In the marzipan passage, do the statements agree with the text? Answer each with yes or no and quote the deciding words. (a) Garate's recipe uses a higher share of almonds than the historic guilds' recipe did. (b) Garate blends sweet and bitter almonds. (c) Italians cook the almond-and-sugar mixture in a Bain Marie.

▶ _PROVIDED PASSAGE_
* * *

Garate makes half her marzipan from January through October. Then, the ovens fire up frenetically to bake another 20 tons for the Christmas season, when shoppers dream of their childhoods and snap up marzipan for gifts and party tables.
We peek into the bakery where the family’s secret recipe rests on wooden trays, waiting for the oven. It’s non-stop production through the holiday rush. Then, beginning again in January, Garate welcomes travelers by reservation to her workshop at No. 3 Calle Santo Tome´ in Toledo’s Old Town.
In any other city, you’d call this the historic part of town, but all of Toledo is historic—the entire city is a UNESCO World Heritage Site. Garate’s workshop carries on the heritage theme, based in a former 17th-century house.
She walks us up to the threshold of her industrial kitchen and tells us a bit about this plain yet complex confection—and the city that cherishes its marzipan.
For centuries, Toledo was a multi-cultural, multi-faith city of Christians, Muslims and Jews. “All three religions ate marzipan,” Garate said. “It’s halal and kosher.”
Today, the confection continues to cross borders. Germans, who are generally credited with inventing marzipan, typically use a Bain Marie to cook the almond-and-sugar mixture. Italians, Garate said, air-dry theirs in the sun. Santo Tome´ bakes its brand.
“You’ll find all around the world something they call marzipan.”
In Toledo, marzipan has been on the menu for centuries. “We checked the receipts (recipes) of the historic marzipan guilds,” Garate said, “and they used 50 percent almonds and 50 percent sugar. We use 57 percent almonds, three percent honey and 40 percent sugar.”
Garate brings distinct requirements to each of her ingredients:
Her almonds are 100 percent sweet Spanish Marcona or Ramillete varieties.
“The Germans and Italians will mix sweet and bitter almonds.” The Santo Tome´ recipe uses whole almonds, peeling and cleaning them with local or mineral water, depending upon the water’s chemistry at testing time.
Like their California counterparts, Spanish almond growers have seen some problems with drought and climate change. Garate’s preferred Marcona and Ramillete trees “are early bloomers and very fragile. A cold snap can wipe them out.
The honey flows from hives around Castile-La Mancha, Spain’s third-largest of 17 autonomous regions. The agricultural district exports wine, olive oil, cheese and cereal across Spain and around the world.
Garate sources fine white sugar from regional suppliers. She never adds preservatives.
Santo Tome´ artists transform the dough into animals, fruits and flowers, and sweet little bricks stamped with “Toledo.”
Some dough is blended with egg yolk, destined to be baked into mini-loaves and studded with pine nuts or almonds. Other dough is beaten with egg whites into a meringue that yields a “very fragile sweet.”

* * *

▶ _DATA EXTRACT_
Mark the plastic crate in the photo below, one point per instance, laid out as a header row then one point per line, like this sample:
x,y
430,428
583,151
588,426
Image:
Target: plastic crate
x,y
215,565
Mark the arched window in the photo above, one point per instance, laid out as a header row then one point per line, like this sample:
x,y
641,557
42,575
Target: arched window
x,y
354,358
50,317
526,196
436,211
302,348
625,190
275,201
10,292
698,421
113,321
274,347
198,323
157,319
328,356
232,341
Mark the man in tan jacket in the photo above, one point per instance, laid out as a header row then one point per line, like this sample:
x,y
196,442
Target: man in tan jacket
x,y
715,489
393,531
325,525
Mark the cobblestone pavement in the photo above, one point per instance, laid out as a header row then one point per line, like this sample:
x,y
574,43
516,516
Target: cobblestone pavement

* * *

▶ _PROBLEM SOLUTION_
(a) Yes: "they used 50 percent almonds and 50 percent sugar. We use 57 percent almonds, three percent honey and 40 percent sugar."
(b) No: "Her almonds are 100 percent sweet Spanish Marcona or Ramillete varieties."
(c) No: "Italians, Garate said, air-dry theirs in the sun."